### Stated problem
Write the next part of the interview below on education, values, and knowledge, picking up right after its final sentence.

CS: This hints at the question of educational ethos. For instance, it’s pretty evident that in the West the entire educational exercise serves an economic determinism, no matter what kind of school we’re talking about. Are we stuck with this?
PM: It’s difficult to get around this, even if you’re setting up Christian schools, because people have got to learn how to make a living. But when economics is the ultimate goal, then you devalue all the other things that are important to education, and to life. So you need an alternative view of what money is all about. You need what I call a “God perspective.”

CS: What about knowledge? Isn’t education mainly about that?
PM: If education is about knowledge, then what knowledge is all about becomes vital. Years ago I began to see that with the erosion of Judeo-Christian values in our societies, we haven’t actually got a foundation from which to determine where reason or rationality even comes from. So I studied what the Scriptures say about the foundation of knowledge, which led me to what a human being is and where we should be getting our values from. I learned that it’s not just about academic knowledge. It’s also about what the Scriptures would call heart knowledge, so knowledge carries with it personal responsibility, because when we know things we need to act on them responsibly. Then I looked into the responsibility parents have to bring the child up within certain parameters, and who are children, and what as teachers are our responsibilities toward them. Caring for things, looking after things, is part of the Bible’s understanding of knowledge. So we have a moral responsibility, under God, to the things we know, and this must influence how we teach. Once you’ve got knowledge, what are you responsibly going to do with it?

### Material provided
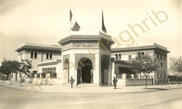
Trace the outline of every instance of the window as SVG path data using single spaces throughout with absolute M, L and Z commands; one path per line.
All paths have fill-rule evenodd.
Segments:
M 160 56 L 160 55 L 159 55 L 159 54 L 157 54 L 157 59 L 159 59 L 159 56 Z
M 37 59 L 37 52 L 34 53 L 34 58 Z
M 118 54 L 115 54 L 116 59 L 118 59 Z
M 52 59 L 52 53 L 50 53 L 50 59 Z
M 31 52 L 30 53 L 30 58 L 31 59 L 37 59 L 37 52 Z
M 166 60 L 166 56 L 164 56 L 164 60 Z
M 129 59 L 129 60 L 131 59 L 131 55 L 128 56 L 128 59 Z
M 49 53 L 46 53 L 46 59 L 49 59 Z
M 33 52 L 30 53 L 30 58 L 33 59 Z
M 163 63 L 161 63 L 161 67 L 163 67 Z
M 52 59 L 52 53 L 46 53 L 46 59 Z
M 121 54 L 119 54 L 119 59 L 121 59 Z

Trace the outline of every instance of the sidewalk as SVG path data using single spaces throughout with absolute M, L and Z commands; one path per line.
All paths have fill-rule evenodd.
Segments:
M 36 92 L 59 92 L 59 93 L 143 93 L 143 92 L 151 92 L 151 91 L 162 91 L 162 90 L 172 90 L 176 88 L 182 88 L 182 84 L 176 85 L 154 85 L 148 86 L 148 89 L 145 89 L 145 86 L 127 86 L 121 87 L 118 86 L 117 89 L 114 89 L 113 86 L 95 86 L 95 85 L 79 85 L 74 88 L 70 88 L 69 85 L 48 85 L 48 86 L 40 86 L 40 85 L 32 85 L 23 83 L 20 87 L 20 83 L 12 83 L 9 81 L 3 83 L 0 81 L 0 84 L 6 87 L 13 87 L 17 89 L 23 89 L 28 91 L 36 91 Z

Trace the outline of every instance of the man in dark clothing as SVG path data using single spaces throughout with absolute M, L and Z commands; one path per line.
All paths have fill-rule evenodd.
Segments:
M 116 77 L 114 77 L 114 79 L 113 79 L 114 89 L 116 89 L 117 82 L 118 82 L 118 80 L 116 79 Z
M 75 80 L 73 79 L 73 77 L 72 77 L 72 76 L 71 76 L 71 78 L 70 78 L 70 80 L 69 80 L 69 81 L 70 81 L 70 84 L 71 84 L 71 88 L 73 88 L 73 83 L 74 83 L 74 81 L 75 81 Z

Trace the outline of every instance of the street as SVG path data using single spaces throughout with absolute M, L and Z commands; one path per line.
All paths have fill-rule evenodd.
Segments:
M 141 93 L 81 94 L 40 93 L 0 85 L 0 109 L 181 109 L 180 107 L 181 88 Z

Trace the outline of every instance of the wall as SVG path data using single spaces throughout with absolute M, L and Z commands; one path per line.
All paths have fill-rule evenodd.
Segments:
M 144 86 L 146 84 L 145 79 L 127 79 L 126 86 Z M 152 79 L 147 80 L 148 85 L 152 85 Z

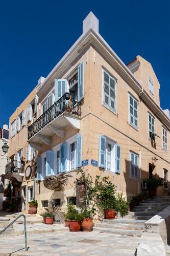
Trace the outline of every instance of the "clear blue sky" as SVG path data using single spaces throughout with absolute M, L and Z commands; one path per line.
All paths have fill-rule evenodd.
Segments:
M 90 11 L 125 63 L 138 54 L 151 62 L 170 109 L 169 9 L 169 0 L 0 0 L 0 126 L 81 35 Z

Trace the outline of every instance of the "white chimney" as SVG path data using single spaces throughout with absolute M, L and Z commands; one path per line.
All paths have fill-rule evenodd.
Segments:
M 8 130 L 8 125 L 4 123 L 3 124 L 3 129 Z
M 85 34 L 90 29 L 99 33 L 99 19 L 90 12 L 83 22 L 83 34 Z
M 163 110 L 164 113 L 167 116 L 168 118 L 170 118 L 170 112 L 169 110 L 168 109 Z

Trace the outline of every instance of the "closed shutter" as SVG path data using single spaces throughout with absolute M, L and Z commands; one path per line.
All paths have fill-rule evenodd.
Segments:
M 20 118 L 18 116 L 17 119 L 16 119 L 16 131 L 18 132 L 19 131 L 19 121 Z
M 25 110 L 22 112 L 22 126 L 25 124 Z
M 76 167 L 82 166 L 82 135 L 80 135 L 77 138 Z
M 102 135 L 99 137 L 99 167 L 105 168 L 106 138 Z
M 115 172 L 119 174 L 120 173 L 120 146 L 116 145 L 116 168 Z
M 45 176 L 50 176 L 53 174 L 53 151 L 46 152 L 46 174 Z
M 68 90 L 67 79 L 55 80 L 55 101 L 57 101 Z
M 39 156 L 37 158 L 37 180 L 42 180 L 42 157 Z
M 34 115 L 37 113 L 37 96 L 36 95 L 34 98 Z
M 27 121 L 31 120 L 31 105 L 29 105 L 27 109 Z
M 82 61 L 78 66 L 78 101 L 84 97 L 84 66 Z
M 67 156 L 67 143 L 62 143 L 60 147 L 61 155 L 61 172 L 66 172 Z

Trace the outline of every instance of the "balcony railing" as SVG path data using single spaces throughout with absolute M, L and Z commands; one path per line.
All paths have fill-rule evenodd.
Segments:
M 52 106 L 28 127 L 28 139 L 31 139 L 47 124 L 56 118 L 62 113 L 66 112 L 77 116 L 80 116 L 80 103 L 74 99 L 66 99 L 64 94 Z
M 12 160 L 6 165 L 5 167 L 5 174 L 13 173 L 24 173 L 24 162 L 21 161 Z

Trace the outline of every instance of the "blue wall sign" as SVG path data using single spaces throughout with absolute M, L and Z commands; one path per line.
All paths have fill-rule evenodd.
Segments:
M 91 164 L 93 166 L 98 166 L 98 161 L 94 160 L 94 159 L 91 159 Z
M 82 166 L 85 166 L 88 165 L 88 159 L 82 161 Z

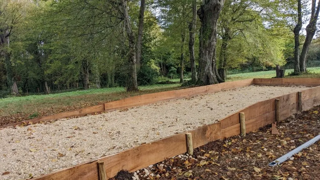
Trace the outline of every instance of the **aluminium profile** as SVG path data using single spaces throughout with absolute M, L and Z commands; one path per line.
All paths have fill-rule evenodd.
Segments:
M 294 154 L 299 153 L 299 152 L 313 144 L 314 143 L 319 141 L 319 140 L 320 140 L 320 134 L 306 142 L 296 149 L 269 163 L 269 166 L 272 167 L 274 167 L 277 165 L 281 164 L 290 158 L 292 157 Z

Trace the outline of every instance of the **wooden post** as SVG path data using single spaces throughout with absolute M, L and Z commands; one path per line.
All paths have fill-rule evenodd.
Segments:
M 97 162 L 98 163 L 98 168 L 99 170 L 99 180 L 107 180 L 109 179 L 106 173 L 106 168 L 104 167 L 104 162 L 99 160 Z
M 302 92 L 298 92 L 298 104 L 299 105 L 299 112 L 302 112 Z
M 241 134 L 245 136 L 245 118 L 244 112 L 240 113 L 240 129 Z
M 276 100 L 276 120 L 277 123 L 280 122 L 280 100 Z
M 193 155 L 193 145 L 192 144 L 192 136 L 190 133 L 187 133 L 187 144 L 188 147 L 188 154 L 190 155 Z

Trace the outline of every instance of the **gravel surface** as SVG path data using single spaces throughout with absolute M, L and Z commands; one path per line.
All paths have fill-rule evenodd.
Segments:
M 308 88 L 252 86 L 0 130 L 0 180 L 38 176 L 214 123 L 257 102 Z

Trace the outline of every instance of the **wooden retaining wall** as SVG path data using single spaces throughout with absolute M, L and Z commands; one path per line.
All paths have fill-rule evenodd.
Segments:
M 24 121 L 0 126 L 0 128 L 19 126 L 22 124 L 50 121 L 56 119 L 83 116 L 105 111 L 112 111 L 137 106 L 175 100 L 219 91 L 245 87 L 254 84 L 272 86 L 292 85 L 316 86 L 320 85 L 319 78 L 254 78 L 231 81 L 210 86 L 174 90 L 151 94 L 143 94 L 121 100 L 109 102 L 92 106 L 50 115 L 44 117 Z
M 289 82 L 289 80 L 292 81 Z M 105 104 L 105 108 L 109 110 L 140 105 L 146 103 L 154 103 L 164 100 L 155 95 L 165 96 L 165 99 L 170 100 L 190 97 L 190 96 L 204 94 L 237 86 L 245 86 L 253 84 L 264 85 L 285 86 L 289 84 L 317 85 L 320 84 L 320 79 L 255 79 L 226 84 L 207 86 L 173 91 L 167 92 L 158 93 L 141 95 L 117 101 L 114 104 Z M 301 83 L 301 84 L 300 84 Z M 229 83 L 229 84 L 228 84 Z M 234 86 L 230 87 L 230 86 Z M 302 107 L 307 110 L 312 107 L 320 105 L 320 86 L 305 90 L 302 92 Z M 166 93 L 163 94 L 164 93 Z M 147 97 L 153 99 L 144 100 Z M 194 148 L 204 145 L 207 143 L 240 134 L 239 113 L 244 112 L 245 115 L 246 131 L 249 133 L 274 122 L 276 120 L 275 101 L 280 100 L 280 118 L 284 119 L 296 113 L 298 111 L 298 93 L 294 93 L 264 101 L 252 104 L 235 113 L 218 123 L 206 125 L 192 130 Z M 136 104 L 134 104 L 134 102 Z M 184 153 L 187 151 L 186 133 L 178 134 L 137 146 L 120 152 L 112 154 L 57 171 L 40 177 L 35 179 L 41 180 L 99 180 L 97 161 L 103 161 L 105 165 L 106 172 L 109 177 L 114 176 L 120 170 L 125 169 L 131 171 L 136 171 L 170 158 Z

### Response to this task
CS: We almost need to start at the beginning, don’t we? Ask basic questions of things, especially the big ideas we take for granted, and then let the Scriptures become part of our instruction about the answers.
PM: Precisely. What is knowledge? What is a child? What is a teacher? What is education? What is school? When you do this kind of thinking with the Scriptures, it becomes clear how greatly its ideas contrast with contemporary ideas on these topics. For instance, teachers in the area of technology could develop values-questions to help students to think beyond what they would normally think about the inventions of science and technology. Take a car or computer. They might ask questions like: what is it, what is it for, who benefits from it, who does not, what will happen if you do this or that with it, how will the environment be affected by it? Questions like this, about responsibility, are not usually asked, particularly when only money is involved.

CS: How does Christianity fit into this?
PM: I can remember first seeing this put into practice. I met a teacher in a Christian school who was really speaking a language I wanted to hear in the schools. She had a different philosophical underpinning…. It was trying not to be just a Christianized version of the academic paradigm. It was trying to prepare children for the world and for relationships out of an understanding that put God and Christ at the center of everything that was learned—all the subjects—history, geography, science, maths—right the way through the whole curriculum. This meant, for instance, that history had a beginning and a purpose and is going somewhere. This is important for the Christian because it means that every aspect of the curriculum some link with what God is doing and fits into a whole pattern. With history, for instance, it is to at history quite differently from what students usually get from that subject. Most of us remember getting a little of this and a little of that from history classes, and as a result, for most of us history made little sense, because we were not seeing any big pattern or ultimate purpose. Nothing was holding history together. It’s all just random, often unrelated, acts. That’s what history often feels like as it’s taught in the schools.

CS: Can this Christian approach to curriculum approach be implemented in the state schools? I’m thinking in particular about the situation in the U.S., where the “separation of church and state” is an organizing principle in our public schools.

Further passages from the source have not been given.